> **Exercise objective**: Retype each of the records below exactly, leaving the pictures out.

==================================================

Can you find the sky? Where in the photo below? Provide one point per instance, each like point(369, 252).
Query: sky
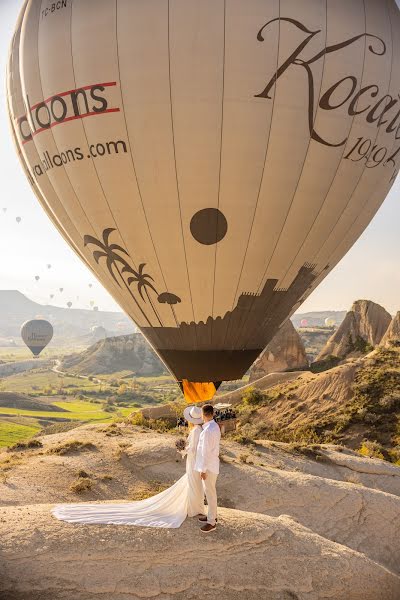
point(370, 270)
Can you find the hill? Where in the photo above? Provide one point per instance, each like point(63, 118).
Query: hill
point(285, 351)
point(70, 324)
point(356, 403)
point(130, 353)
point(317, 318)
point(363, 328)
point(344, 546)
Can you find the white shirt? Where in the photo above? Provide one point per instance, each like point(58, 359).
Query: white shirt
point(207, 458)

==================================================

> **Response for this exercise**:
Can you find the sky? Where in the photo below? Provide one point per instance, each like point(369, 252).
Query: sky
point(370, 270)
Can you find the hill? Where in the photo above? Provide one point per instance, each like point(63, 118).
Query: hill
point(285, 351)
point(70, 324)
point(356, 403)
point(130, 353)
point(317, 318)
point(363, 328)
point(344, 546)
Can you find the white shirt? Where in the photo above? Provide one point per instance, each like point(58, 359).
Query: white shirt
point(207, 458)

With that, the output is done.